[PASSAGE PROVIDED]
──────────

The recent event assembled lenders, regulators, and representatives of community-based nonprofit organizations to discuss housing finance, general financial services, and small business lending, with a focus on low- to moderate-income (LMI) households.

A business opportunity beyond CRA
Several themes emerged from the discussions, including:

  • Serving LMI communities is a business opportunity, not philanthropy. More than 30 million Americans have no banking relationship, and surveys show many consumers would prefer dealing with a bank rather than payday lenders and other nonbanks. Those "unbanked" are potential customers who could consume numerous bank products and services, several panelists said.
  • Financial education is critical, especially for LMI home buyers and their lenders. For lenders, educating customers is a cost of doing business, but it is a cost that can be recouped from long-term customer relationships, said Hugh Rowden, senior vice president and regional director of Wells Fargo. And Marshall Crawford of the housing nonprofit NeighborWorks America pointed out that mortgage borrowers who take home buyer education classes—compared with those who do not take such classes—are nearly 50 percent less likely to end up in foreclosure.
  • Financial institutions should rethink approaches to this demographic, and design products that suit customer needs rather than the banks' needs. Based on survey data, Birmingham-based Regions Bank introduced a package of services for low- to moderate-income households in 2012. Services include expedited bill payments and money transfers, prepaid debit cards that can be loaded with a smartphone, and short-term liquidity, said John Owen, Regions senior executive vice president and head of business groups.

Phillip Baldwin, president and CEO of the nonprofit CredAbility, suggested that banks tailor offerings to particular groups within the broad LMI category, as not all LMI individuals are alike financially.

In a more general sense, the home mortgage industry needs to discuss what is acceptable as a rate of delinquencies, stated Robert Couch, former general counsel of the U.S. Department of Housing and Urban Development. Some residential mortgage defaults are inevitable in the face of unforeseen events like divorce and long hospitalizations, said Couch, now an attorney in Birmingham with the firm Bradley Arant Boult Cummings. Some industry standard delinquency rate would make it easier for more people to secure mortgages, Couch said, noting that the current stricter lending standards are making it especially tough for African-Americans, Hispanics, and young people to get mortgages.

──────────

[SUPPLIED MATERIAL]
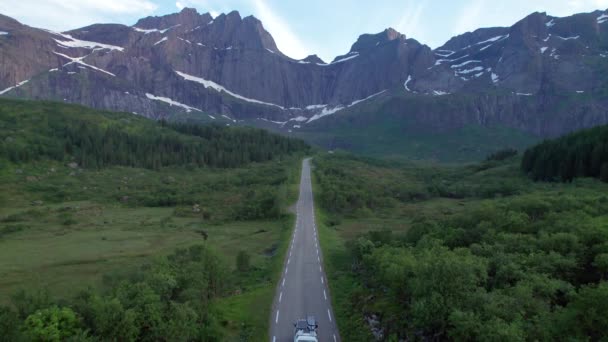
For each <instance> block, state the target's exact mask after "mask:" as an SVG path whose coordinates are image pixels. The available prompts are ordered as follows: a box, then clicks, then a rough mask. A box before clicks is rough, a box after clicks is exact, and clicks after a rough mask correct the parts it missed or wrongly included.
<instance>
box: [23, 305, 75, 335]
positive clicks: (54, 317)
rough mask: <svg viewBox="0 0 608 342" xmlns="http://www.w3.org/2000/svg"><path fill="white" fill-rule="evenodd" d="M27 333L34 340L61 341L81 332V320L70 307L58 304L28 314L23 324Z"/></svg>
mask: <svg viewBox="0 0 608 342" xmlns="http://www.w3.org/2000/svg"><path fill="white" fill-rule="evenodd" d="M23 330H24V333H25V335H26V336H27V337H28V338H29V339H31V340H34V341H48V342H55V341H57V342H59V341H65V340H66V339H68V338H70V337H72V336H76V335H77V334H79V333H80V331H81V329H80V321H79V319H78V317H77V316H76V313H74V311H72V309H70V308H65V307H63V308H60V307H57V306H54V307H50V308H48V309H42V310H38V311H36V312H34V313H33V314H31V315H30V316H28V317H27V318H26V320H25V322H24V324H23Z"/></svg>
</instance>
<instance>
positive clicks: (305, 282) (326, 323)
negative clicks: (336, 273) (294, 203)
mask: <svg viewBox="0 0 608 342" xmlns="http://www.w3.org/2000/svg"><path fill="white" fill-rule="evenodd" d="M311 315H312V316H314V317H315V318H316V319H317V322H318V324H319V329H318V338H319V341H322V342H325V341H328V342H331V341H339V340H340V336H339V334H338V328H337V326H336V322H335V319H334V312H333V310H332V308H331V299H330V297H329V288H328V286H327V278H326V277H325V270H324V269H323V255H322V253H321V248H320V246H319V239H318V234H317V227H316V224H315V213H314V205H313V197H312V184H311V181H310V159H305V160H304V161H303V162H302V177H301V179H300V197H299V199H298V204H297V219H296V227H295V230H294V233H293V236H292V238H291V242H290V245H289V250H288V252H287V256H286V260H285V266H284V268H283V273H282V274H281V278H280V279H279V284H278V286H277V292H276V295H275V299H274V304H273V308H272V312H271V317H270V320H271V321H270V323H271V324H270V340H271V341H273V342H277V341H281V342H283V341H293V334H294V330H293V328H294V327H293V323H294V322H295V321H296V320H298V319H300V318H306V317H307V316H311Z"/></svg>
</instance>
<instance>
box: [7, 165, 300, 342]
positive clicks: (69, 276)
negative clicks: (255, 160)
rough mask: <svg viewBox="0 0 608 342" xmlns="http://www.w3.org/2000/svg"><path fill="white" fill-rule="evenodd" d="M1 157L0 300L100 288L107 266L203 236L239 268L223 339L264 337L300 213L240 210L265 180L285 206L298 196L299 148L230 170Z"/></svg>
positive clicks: (255, 338)
mask: <svg viewBox="0 0 608 342" xmlns="http://www.w3.org/2000/svg"><path fill="white" fill-rule="evenodd" d="M4 166H6V167H4V168H2V171H0V180H1V181H0V190H1V192H0V193H2V197H1V198H0V201H1V202H2V209H1V210H0V304H9V303H10V297H11V295H12V294H13V293H15V292H16V291H17V290H20V289H25V290H27V291H28V292H35V291H38V290H40V289H47V290H48V291H49V293H50V294H51V296H52V297H54V298H57V299H61V298H64V299H70V298H71V296H73V295H74V294H76V293H77V292H78V291H79V290H80V289H84V288H87V287H91V288H93V289H96V290H99V291H101V290H103V288H104V286H105V285H104V284H105V283H104V278H105V277H106V276H108V275H113V274H122V273H128V272H129V270H132V269H135V268H137V267H139V266H140V265H142V264H146V263H148V262H149V261H150V260H151V259H155V258H158V257H160V256H163V255H168V254H170V253H172V252H173V251H174V250H175V249H176V248H179V247H188V246H192V245H196V244H201V243H202V244H207V245H209V246H212V247H213V248H214V249H215V250H217V251H218V252H219V253H220V255H221V256H222V258H223V259H224V260H225V263H226V264H227V265H229V267H230V270H229V271H230V272H231V273H232V274H233V276H232V282H233V283H234V292H233V294H232V295H230V296H228V297H225V298H221V299H219V300H218V302H217V305H216V306H215V307H216V309H215V310H217V317H219V318H220V319H221V326H222V327H223V329H224V330H225V331H224V335H225V336H226V339H227V340H240V338H241V337H243V336H250V337H251V338H253V340H257V339H259V340H265V339H266V337H267V333H268V322H267V317H268V315H269V311H270V307H271V305H272V298H273V295H274V288H275V284H276V281H277V277H278V274H279V273H280V268H281V264H282V261H283V256H284V253H285V251H286V248H287V241H288V236H289V234H290V232H291V228H292V226H293V217H292V215H291V214H289V215H288V214H280V216H279V217H277V218H258V219H255V218H254V219H250V220H246V221H242V220H236V219H235V218H236V217H238V216H239V215H240V214H239V213H240V212H241V211H244V210H250V209H251V208H252V207H251V206H252V205H255V203H257V198H258V197H256V196H255V193H256V192H258V191H260V189H266V191H272V193H273V196H274V198H276V200H275V201H278V202H277V203H276V205H277V206H278V208H279V211H280V212H286V210H287V208H288V207H289V206H291V204H292V203H293V201H294V200H295V198H296V197H297V189H298V187H297V184H298V182H299V170H300V159H299V158H298V157H294V158H291V159H283V160H282V161H279V162H272V163H266V164H257V165H256V164H253V165H252V166H248V167H244V168H240V169H225V170H213V169H206V170H203V169H188V168H166V169H162V170H160V171H151V170H145V169H135V168H122V167H112V168H106V169H102V170H86V169H79V168H76V169H73V168H70V167H68V166H66V165H62V164H59V163H56V162H50V161H41V162H35V163H28V164H22V165H14V164H11V163H5V164H4ZM252 202H255V203H252ZM146 203H153V204H155V205H156V206H152V207H151V206H147V205H146ZM241 251H245V252H246V253H248V255H250V257H251V259H250V264H251V266H250V270H249V271H247V272H245V273H239V272H237V271H236V266H235V260H236V255H237V254H238V253H239V252H241ZM245 322H246V324H244V323H245Z"/></svg>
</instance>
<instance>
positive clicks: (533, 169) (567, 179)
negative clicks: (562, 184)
mask: <svg viewBox="0 0 608 342" xmlns="http://www.w3.org/2000/svg"><path fill="white" fill-rule="evenodd" d="M521 168H522V170H523V171H524V172H525V173H527V174H529V175H530V177H532V178H533V179H535V180H543V181H558V182H570V181H572V180H573V179H574V178H576V177H593V178H598V179H601V180H602V181H604V182H608V126H598V127H594V128H591V129H587V130H583V131H578V132H575V133H571V134H569V135H566V136H564V137H561V138H558V139H554V140H547V141H544V142H543V143H541V144H539V145H536V146H534V147H532V148H530V149H528V150H527V151H526V152H525V153H524V156H523V159H522V162H521Z"/></svg>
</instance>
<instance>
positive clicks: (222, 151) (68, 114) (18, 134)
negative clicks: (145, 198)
mask: <svg viewBox="0 0 608 342" xmlns="http://www.w3.org/2000/svg"><path fill="white" fill-rule="evenodd" d="M20 105H21V106H17V108H11V106H10V105H9V106H7V107H5V108H3V109H2V110H1V111H0V120H1V121H0V124H2V125H0V129H1V128H3V127H2V126H4V128H8V130H6V131H4V132H3V133H5V134H6V135H7V136H8V137H9V138H8V139H6V140H5V141H2V142H0V156H3V157H5V158H7V159H9V160H10V161H12V162H15V163H24V162H29V161H32V160H39V159H41V158H49V159H53V160H58V161H62V162H64V161H74V162H77V163H78V164H80V165H81V166H82V167H85V168H94V169H95V168H103V167H107V166H127V167H141V168H149V169H158V168H161V167H166V166H173V165H195V166H197V167H216V168H230V167H238V166H242V165H245V164H248V163H251V162H265V161H269V160H272V159H274V158H277V157H280V156H283V155H287V154H292V153H295V152H300V151H305V150H307V149H308V148H309V147H308V145H307V144H306V143H304V142H303V141H301V140H298V139H293V138H288V137H283V136H279V135H277V134H272V133H269V132H267V131H265V130H260V129H252V128H232V127H225V126H220V125H204V126H203V125H198V124H191V123H168V122H164V121H161V122H153V121H151V120H144V119H142V118H138V117H128V116H127V115H126V114H116V113H112V114H111V115H110V114H108V113H105V112H95V111H92V110H88V109H83V108H81V107H76V108H78V109H81V112H82V113H74V112H75V111H77V110H74V108H73V107H70V106H63V105H59V104H48V103H45V104H44V105H43V106H44V107H43V110H41V111H37V110H35V109H38V108H37V106H40V105H37V104H32V105H30V106H29V107H28V106H25V108H23V107H24V106H23V104H20ZM79 114H80V115H79Z"/></svg>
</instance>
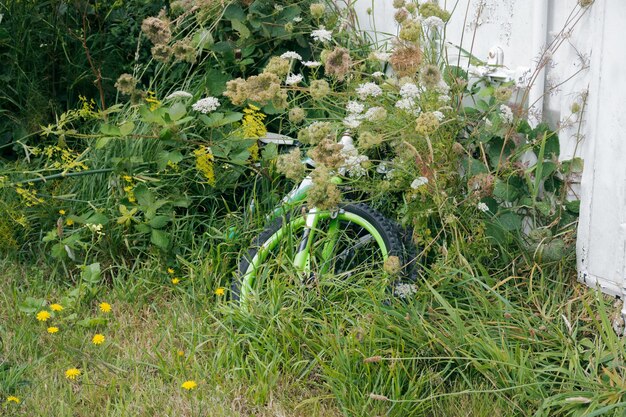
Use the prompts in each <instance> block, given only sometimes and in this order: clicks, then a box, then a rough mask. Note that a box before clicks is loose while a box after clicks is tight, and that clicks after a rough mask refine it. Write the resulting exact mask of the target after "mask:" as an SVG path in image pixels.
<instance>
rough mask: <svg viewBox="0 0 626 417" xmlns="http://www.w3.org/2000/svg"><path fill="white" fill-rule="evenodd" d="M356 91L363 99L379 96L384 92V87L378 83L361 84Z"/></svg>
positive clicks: (362, 99) (356, 88) (360, 97)
mask: <svg viewBox="0 0 626 417" xmlns="http://www.w3.org/2000/svg"><path fill="white" fill-rule="evenodd" d="M355 91H356V93H357V95H358V96H359V98H360V99H361V100H365V99H366V98H368V97H378V96H380V95H381V94H382V93H383V89H382V88H380V87H379V86H378V84H376V83H365V84H359V86H358V87H357V88H356V90H355Z"/></svg>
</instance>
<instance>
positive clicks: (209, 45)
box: [191, 29, 215, 49]
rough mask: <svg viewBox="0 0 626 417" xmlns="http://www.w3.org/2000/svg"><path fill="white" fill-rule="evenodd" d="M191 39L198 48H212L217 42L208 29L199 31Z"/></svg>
mask: <svg viewBox="0 0 626 417" xmlns="http://www.w3.org/2000/svg"><path fill="white" fill-rule="evenodd" d="M191 41H192V44H193V45H194V46H195V47H196V48H197V49H211V46H213V44H214V43H215V41H214V40H213V35H212V34H211V32H210V31H208V30H206V29H202V30H199V31H197V32H196V34H195V35H194V36H193V38H192V40H191Z"/></svg>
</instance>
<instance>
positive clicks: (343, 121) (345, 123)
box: [343, 113, 363, 129]
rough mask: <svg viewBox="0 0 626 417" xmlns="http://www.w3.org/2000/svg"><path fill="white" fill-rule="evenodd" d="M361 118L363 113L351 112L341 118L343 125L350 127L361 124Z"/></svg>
mask: <svg viewBox="0 0 626 417" xmlns="http://www.w3.org/2000/svg"><path fill="white" fill-rule="evenodd" d="M362 119H363V115H360V114H354V113H351V114H349V115H348V116H346V118H345V119H343V124H344V126H345V127H347V128H350V129H356V128H357V127H359V126H361V120H362Z"/></svg>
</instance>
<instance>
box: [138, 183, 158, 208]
mask: <svg viewBox="0 0 626 417" xmlns="http://www.w3.org/2000/svg"><path fill="white" fill-rule="evenodd" d="M134 193H135V197H136V198H137V202H138V203H139V205H141V206H144V207H152V206H154V203H155V198H154V193H152V190H150V189H149V188H148V187H147V186H146V185H145V184H139V185H137V186H136V187H135V190H134Z"/></svg>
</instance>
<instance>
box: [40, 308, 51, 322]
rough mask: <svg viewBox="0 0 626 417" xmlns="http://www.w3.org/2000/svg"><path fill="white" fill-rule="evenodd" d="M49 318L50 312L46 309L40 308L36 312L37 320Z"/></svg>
mask: <svg viewBox="0 0 626 417" xmlns="http://www.w3.org/2000/svg"><path fill="white" fill-rule="evenodd" d="M49 318H50V313H48V312H47V311H46V310H42V311H40V312H39V313H37V320H39V321H47V320H48V319H49Z"/></svg>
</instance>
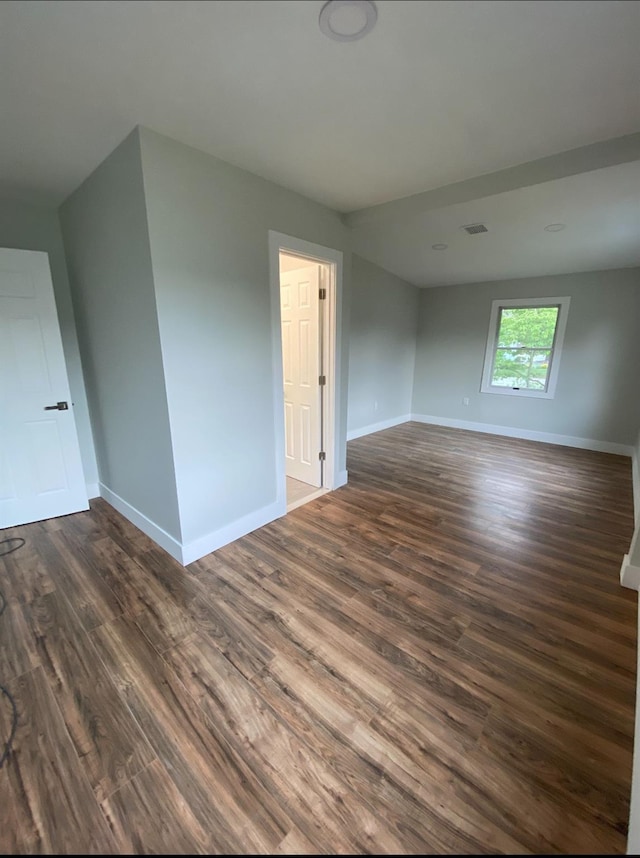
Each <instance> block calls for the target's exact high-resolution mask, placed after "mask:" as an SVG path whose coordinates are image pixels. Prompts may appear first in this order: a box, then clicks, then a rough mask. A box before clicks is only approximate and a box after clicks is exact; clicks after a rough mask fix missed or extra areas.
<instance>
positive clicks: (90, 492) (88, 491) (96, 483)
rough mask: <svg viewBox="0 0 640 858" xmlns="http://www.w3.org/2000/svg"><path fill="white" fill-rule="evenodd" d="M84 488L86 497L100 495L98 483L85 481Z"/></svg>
mask: <svg viewBox="0 0 640 858" xmlns="http://www.w3.org/2000/svg"><path fill="white" fill-rule="evenodd" d="M86 489H87V497H88V498H89V500H92V499H93V498H99V497H100V486H99V485H98V483H87V484H86Z"/></svg>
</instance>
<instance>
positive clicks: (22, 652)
mask: <svg viewBox="0 0 640 858" xmlns="http://www.w3.org/2000/svg"><path fill="white" fill-rule="evenodd" d="M1 604H2V599H1V598H0V605H1ZM38 664H40V659H39V656H38V653H37V650H36V646H35V643H34V640H33V637H32V635H31V634H30V630H29V625H28V623H27V621H26V619H25V616H24V606H23V605H21V604H20V603H19V602H16V601H13V600H12V601H10V602H7V603H6V606H5V609H4V611H3V612H2V613H1V614H0V682H7V681H8V680H9V679H13V678H14V677H15V676H20V675H21V674H22V673H26V672H27V671H28V670H31V669H32V668H33V667H37V665H38Z"/></svg>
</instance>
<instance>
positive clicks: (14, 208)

──────────

[WORK TO COMPLETE]
1. Answer these questions using the passage on LMI financial services, one answer per line, marked the same way.
(a) How many Americans have no banking relationship?
(b) In what year did Regions Bank introduce its package of services for low- to moderate-income households?
(c) With what firm is Robert Couch now an attorney?
2. From the passage on LMI financial services, write out word for word the part that opens with the words containing "The recent event" and closes with "several panelists said.".

[EXPECTED RESPONSES]
1.
(a) More than 30 million.
(b) 2012.
(c) Bradley Arant Boult Cummings.

2.
The recent event assembled lenders, regulators, and representatives of community-based nonprofit organizations to discuss housing finance, general financial services, and small business lending, with a focus on low- to moderate-income (LMI) households.

A business opportunity beyond CRA
Several themes emerged from the discussions, including:

  • Serving LMI communities is a business opportunity, not philanthropy. More than 30 million Americans have no banking relationship, and surveys show many consumers would prefer dealing with a bank rather than payday lenders and other nonbanks. Those "unbanked" are potential customers who could consume numerous bank products and services, several panelists said.